Your copy should match the listing word for word, apart from the pictures, which are left out.

━━━

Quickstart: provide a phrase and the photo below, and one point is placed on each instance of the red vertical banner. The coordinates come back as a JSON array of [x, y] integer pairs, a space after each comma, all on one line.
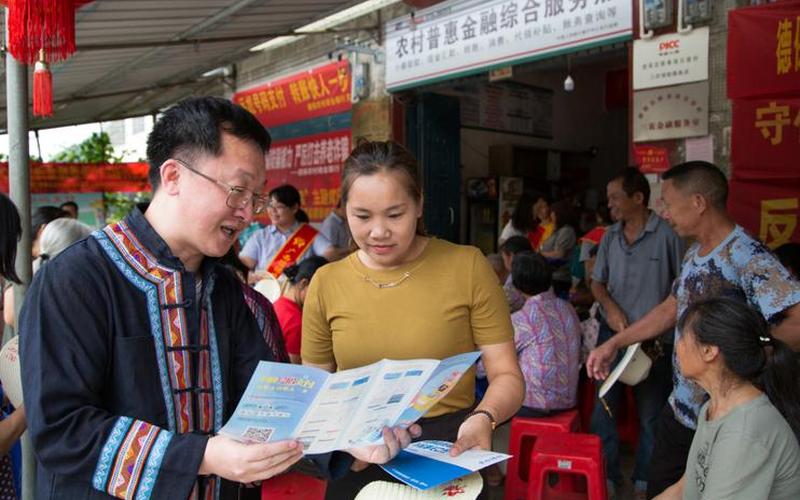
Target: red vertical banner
[[766, 137], [764, 50], [764, 83], [767, 208], [312, 164]]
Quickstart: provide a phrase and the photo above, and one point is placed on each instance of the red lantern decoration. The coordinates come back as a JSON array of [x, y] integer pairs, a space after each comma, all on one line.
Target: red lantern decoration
[[41, 31], [42, 89]]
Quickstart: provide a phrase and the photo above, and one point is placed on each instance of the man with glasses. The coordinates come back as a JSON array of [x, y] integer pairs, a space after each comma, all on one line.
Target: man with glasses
[[137, 343]]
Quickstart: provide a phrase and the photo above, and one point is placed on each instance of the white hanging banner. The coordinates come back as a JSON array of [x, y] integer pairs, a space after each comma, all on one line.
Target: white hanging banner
[[670, 59], [462, 37], [670, 112]]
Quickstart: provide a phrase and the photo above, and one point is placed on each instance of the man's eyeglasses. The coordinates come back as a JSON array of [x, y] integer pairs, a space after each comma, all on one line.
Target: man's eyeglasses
[[238, 196]]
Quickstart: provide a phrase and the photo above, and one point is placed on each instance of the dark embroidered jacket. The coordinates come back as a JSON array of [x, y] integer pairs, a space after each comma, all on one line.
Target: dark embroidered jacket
[[127, 370]]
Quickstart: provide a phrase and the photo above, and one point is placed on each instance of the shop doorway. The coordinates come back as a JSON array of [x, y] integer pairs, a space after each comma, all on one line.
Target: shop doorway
[[433, 132]]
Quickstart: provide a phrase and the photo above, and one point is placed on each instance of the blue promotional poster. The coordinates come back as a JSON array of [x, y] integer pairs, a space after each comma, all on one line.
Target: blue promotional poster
[[335, 411]]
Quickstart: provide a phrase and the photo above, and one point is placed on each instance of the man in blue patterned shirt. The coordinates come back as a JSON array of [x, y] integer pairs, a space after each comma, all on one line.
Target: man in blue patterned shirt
[[724, 261]]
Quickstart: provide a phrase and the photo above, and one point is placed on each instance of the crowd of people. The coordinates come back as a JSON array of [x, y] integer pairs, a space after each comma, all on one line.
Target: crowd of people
[[129, 377]]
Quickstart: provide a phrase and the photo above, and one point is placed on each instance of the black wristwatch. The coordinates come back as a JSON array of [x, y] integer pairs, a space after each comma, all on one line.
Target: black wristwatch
[[488, 415]]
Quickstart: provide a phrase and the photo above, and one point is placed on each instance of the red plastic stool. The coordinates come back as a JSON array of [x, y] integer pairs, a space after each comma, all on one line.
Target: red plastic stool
[[628, 419], [587, 396], [295, 486], [524, 434], [568, 456]]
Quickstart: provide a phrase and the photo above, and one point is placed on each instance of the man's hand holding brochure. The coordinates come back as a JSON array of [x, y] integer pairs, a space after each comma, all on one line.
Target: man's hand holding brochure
[[345, 410]]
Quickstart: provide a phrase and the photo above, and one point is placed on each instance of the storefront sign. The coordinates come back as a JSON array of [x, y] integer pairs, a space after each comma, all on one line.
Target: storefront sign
[[318, 92], [764, 50], [312, 164], [83, 177], [768, 208], [766, 137], [670, 112], [508, 107], [91, 209], [670, 59], [461, 37], [651, 159], [500, 74]]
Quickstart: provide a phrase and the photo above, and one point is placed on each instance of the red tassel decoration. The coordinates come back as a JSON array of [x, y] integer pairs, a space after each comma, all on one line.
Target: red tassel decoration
[[41, 24], [42, 90]]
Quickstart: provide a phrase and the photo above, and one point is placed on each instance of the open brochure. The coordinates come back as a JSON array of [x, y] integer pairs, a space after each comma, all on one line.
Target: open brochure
[[427, 464], [347, 409]]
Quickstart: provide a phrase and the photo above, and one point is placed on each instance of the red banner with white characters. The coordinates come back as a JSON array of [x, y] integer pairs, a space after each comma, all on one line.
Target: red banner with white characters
[[83, 177], [768, 208], [651, 159], [318, 92], [312, 164], [764, 50], [766, 137]]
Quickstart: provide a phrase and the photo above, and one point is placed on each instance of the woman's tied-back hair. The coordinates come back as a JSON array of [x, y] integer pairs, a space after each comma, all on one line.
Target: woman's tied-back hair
[[749, 351], [372, 157], [60, 234], [290, 196], [305, 269], [193, 127], [9, 237]]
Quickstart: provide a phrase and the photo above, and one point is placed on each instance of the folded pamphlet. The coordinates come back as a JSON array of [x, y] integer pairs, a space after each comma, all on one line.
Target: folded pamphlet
[[335, 411], [427, 464]]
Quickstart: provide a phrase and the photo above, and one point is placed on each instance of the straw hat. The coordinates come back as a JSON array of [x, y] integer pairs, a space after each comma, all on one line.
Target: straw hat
[[632, 369], [464, 488], [9, 372]]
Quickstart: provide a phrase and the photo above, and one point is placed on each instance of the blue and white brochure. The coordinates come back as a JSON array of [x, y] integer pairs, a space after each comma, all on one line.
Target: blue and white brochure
[[427, 464], [347, 409]]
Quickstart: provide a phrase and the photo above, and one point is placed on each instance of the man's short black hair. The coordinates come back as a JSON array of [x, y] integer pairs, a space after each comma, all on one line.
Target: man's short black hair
[[700, 177], [634, 181], [194, 126], [71, 204], [515, 245], [530, 273]]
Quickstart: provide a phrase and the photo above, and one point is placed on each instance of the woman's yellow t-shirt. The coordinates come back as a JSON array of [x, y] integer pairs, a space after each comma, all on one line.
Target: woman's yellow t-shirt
[[450, 303]]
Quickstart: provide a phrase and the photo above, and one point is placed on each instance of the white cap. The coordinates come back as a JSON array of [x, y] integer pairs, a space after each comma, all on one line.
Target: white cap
[[632, 369], [269, 287]]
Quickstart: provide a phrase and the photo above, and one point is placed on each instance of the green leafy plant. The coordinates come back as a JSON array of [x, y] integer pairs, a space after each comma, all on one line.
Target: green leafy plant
[[95, 149]]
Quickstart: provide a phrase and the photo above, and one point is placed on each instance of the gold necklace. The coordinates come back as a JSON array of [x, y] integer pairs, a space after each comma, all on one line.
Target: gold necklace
[[390, 284]]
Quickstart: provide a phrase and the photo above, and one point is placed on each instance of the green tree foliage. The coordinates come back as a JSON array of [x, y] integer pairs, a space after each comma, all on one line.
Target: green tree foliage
[[98, 149], [95, 149]]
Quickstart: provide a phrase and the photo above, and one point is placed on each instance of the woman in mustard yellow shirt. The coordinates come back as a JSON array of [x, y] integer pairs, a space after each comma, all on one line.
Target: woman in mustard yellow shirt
[[405, 295]]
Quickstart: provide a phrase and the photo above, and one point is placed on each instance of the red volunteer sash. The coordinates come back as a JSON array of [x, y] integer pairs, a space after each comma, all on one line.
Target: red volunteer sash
[[536, 236], [296, 245], [595, 235]]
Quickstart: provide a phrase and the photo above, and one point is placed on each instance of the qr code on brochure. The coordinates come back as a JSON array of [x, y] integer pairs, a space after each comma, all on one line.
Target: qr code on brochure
[[257, 434]]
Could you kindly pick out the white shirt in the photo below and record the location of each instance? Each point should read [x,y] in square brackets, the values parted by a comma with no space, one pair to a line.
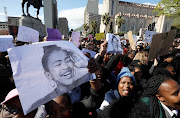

━━━

**ANSWER TO THE PROBLEM**.
Quickstart: provide a phrase and the photo below, and one point is placed on each instance of the red vertical banner. The coordinates come back as a JSON array of [x, y] integer pairs, a space after each comma, all on one line.
Target: red vertical banner
[[766, 137], [764, 50], [764, 83], [767, 208], [312, 164]]
Quickstart: provide a phrase and the photo above, and one point is placed on each instance of the red lantern decoration. The coordinates come back as a JSON array of [x, y] integer pairs, a space after each comma, all on one line.
Target: red lantern decoration
[[41, 31], [42, 89]]
Quickstart: provide a phrase and the photo above, and one point is placed on each instance of the man with glasses. The coordinates come back as a JSON array of [x, y] integer pairs, a space after each comma, all on one line.
Target: man with glasses
[[137, 343]]
Quickstart: provide a phrase and the photo above, and one point is placed on each instance of the white hanging banner. The coordinates come back as a JSON array of [x, y] integer pairs, a space after each comma, all on one line.
Target: white hanging banner
[[670, 59], [462, 37], [670, 112]]
Quickstart: provide a phrase and the photo above, and one point is placed on each instance of the man's eyeglasses. The coordinates come back as a JSON array of [x, y] integer pairs, a space after each comma, all on one line.
Target: man's eyeglasses
[[238, 196]]
Quickstart: provide a phrase and the photo above, and one point is placed on each instance of the dark embroidered jacket. The coordinates come back as a JSON array of [x, y] integer pairs, a space after each comma, all on one line.
Target: dark embroidered jacket
[[127, 370]]
Quickstart: provide a phrase and the photo above, and one point is placed on each instance of the shop doorway. The coordinates come back as a JSON array of [x, y] integer pairs, a space after each comma, all on one line.
Target: shop doorway
[[433, 132]]
Quickstart: provide a phrase and the photo above, and one point is placed on each instance of the blue promotional poster. The coordinates come back as a JSON array of [x, y] integer pairs, a space after each comma, all on one line.
Target: blue promotional poster
[[335, 411]]
Quickstart: provide a phrase and the photo above, and one point is placed on each instance of the man in blue patterned shirt. The coordinates come back as a JSON array of [x, y] integer pairs, a space after each comma, all on one line.
Target: man in blue patterned shirt
[[724, 261]]
Quickstart: provide a phrase and the photo above, and one point is placed on each instance of the crowd of people. The coordinates come back as a JSON array of [x, y] integer pairs, a space after each comma, all on one line.
Target: crowd of people
[[129, 377]]
Quickstart: provide a phrase and the photo above, and one point is placed on each instance of the black wristwatch. The coordinates come back as a JSON array of [x, y] integer pairs, a space after each comma, all on one line.
Target: black wristwatch
[[488, 415]]
Quickstart: provide a phrase and the photo above, and one point is placed on each instance of the red plastic stool. The coordinates come back as a JSON array of [x, y] integer pairs, a space after each comma, all on one line.
Target: red plastic stool
[[628, 419], [587, 396], [295, 486], [524, 434], [568, 456]]
Quickstart: provide a phrase and the photo above, and one point is placed on each instance of the man's hand holding brochure. The coordinates come back as a JSON array of [x, y] integer pairs, a space after each comma, all on one line.
Target: man's hand holding brochure
[[345, 410]]
Quickstart: provide a phrase and the photo above, and one point is placed on each instance of the storefront sign. The coordinates come back as a JSON array of [x, y] integer pairs, a space after each comma, all on one line.
Target: storefront sign
[[318, 92], [764, 50], [312, 164], [83, 177], [768, 208], [766, 137], [670, 112], [508, 107], [91, 209], [670, 59], [461, 37], [651, 159], [500, 74]]
Quickstart: provide a phrase and the photo above, and one point is placed on each instance of the red tassel decoration. The coordinates come back as a JSON array of [x, y] integer pairs, a space after each comma, all on one line.
Target: red tassel decoration
[[41, 24], [42, 90]]
Quickstart: provide a phrase and the photo above, and one point is placed on each instance of the open brochure. The coordinates come back as a JSON array of [x, y] integer pairs, a space after each comma, all on one line.
Target: open brochure
[[427, 464], [347, 409]]
Quickstart: provide a phrase and the photo above, and one point is placed on each instance of the red banner with white characters. The coordinates come back as a JSON array of [x, y] integer pairs, a space after each comma, all on one line.
Target: red banner with white characters
[[83, 177], [768, 208], [651, 159], [318, 92], [312, 164], [764, 50], [766, 137]]
Quickstart: provide a phrase and the photo above, and one point is placed on each instance of the woman's tied-back hair. The coordinates come back as a JSON array of [x, y] integer pairs, a space after each comma, all on one line.
Target: woman's tied-back hair
[[749, 351], [372, 157], [60, 234], [290, 196], [305, 269], [193, 127], [9, 237]]
Quickstart: provide a phrase and the photo above, and one point is placed on each instance of the folded pamphlet. The coordinates come back as a JSON array of [x, y] integer pairs, a space after each comma, all on one line.
Target: folded pamphlet
[[335, 411], [427, 464]]
Quickstart: provide a phrase and the photo above, and one point is placed on each instance of the straw hat. The coordinates come back as a JSON array of [x, y] integer pairs, a space after each comma, all on one line.
Target: straw hat
[[632, 369], [464, 488], [9, 372]]
Quickstart: provide a phrase and the photo above, and one point is placed on each instance of the blue and white brochure. The coordinates come back as a JSON array of [x, y] integer pairs, a space after each comma, all on one line.
Target: blue and white brochure
[[427, 464], [347, 409]]
Quickstart: provide a phrase and the photo above, and one point is placed on each instance of the man's short black hair. The coordinates come back as a JSON array of [x, y] integer pairs, a space after each comma, all on one line.
Target: man's short black hair
[[700, 177], [634, 181], [194, 126], [71, 204], [515, 245], [530, 273]]
Quickstart: provide a phrase and the photo above, and one point is placed on each instance of the woman's yellow t-shirt. The coordinates come back as a JSON array of [x, y] integer pairs, a space after each comma, all on one line.
Target: woman's yellow t-shirt
[[450, 303]]
Quickstart: provide a phrase and the photo above, and one point is placed on each instance of the white cap. The coordinates come back as a JSON array of [x, y] integer pairs, a space after each comma, all on one line.
Target: white cap
[[632, 369], [269, 287]]
Quickstart: provide a phrase and the photo above, and one point is placed on each instance of the green leafy plant. The coordinates come back as a JSON array of [x, y] integer pairs, a space after each comma, all on one line.
Target: green leafy plant
[[95, 149]]
Quickstart: provide a phrase and the photo above, and one point is placed on each instance of the gold necklace. The coordinates come back as a JSON array of [x, y] integer pairs, a space after each comma, all on one line.
Target: gold necklace
[[390, 284]]
Quickstart: provide a phrase and the photo above, and one point is placed on each instance of the green tree foliage. The coordinates come back as a JSON array of [x, y] integer pairs, a space after each comma, all on one line.
Target: green tree foliage
[[98, 149], [95, 149]]
Quickstart: provide a phrase and the photo above, and one point is placed on each instance of the woman in mustard yellow shirt. The coordinates come back as a JSON array of [x, y] integer pairs, a space after each comma, all on one line.
Target: woman in mustard yellow shirt
[[405, 295]]
Quickstart: provide a phrase and the photo above, and one point is placed on each instance of the red volunteer sash. The coordinates come back as a JSON array of [x, y] integer pairs, a space after each comma, all on one line.
Target: red volunteer sash
[[536, 236], [296, 245], [595, 235]]
Quickstart: provide a phrase and the photo above, and one point is placed on each instance of the qr code on brochure. The coordinates come back as a JSON array of [x, y] integer pairs, a space after each comma, all on one line.
Target: qr code on brochure
[[257, 434]]
Could you kindly pick out the white shirt in the photo below and record the location of each instance? Each point should read [x,y] in square brackets, the values parted by a comma with no space, one pair to a line.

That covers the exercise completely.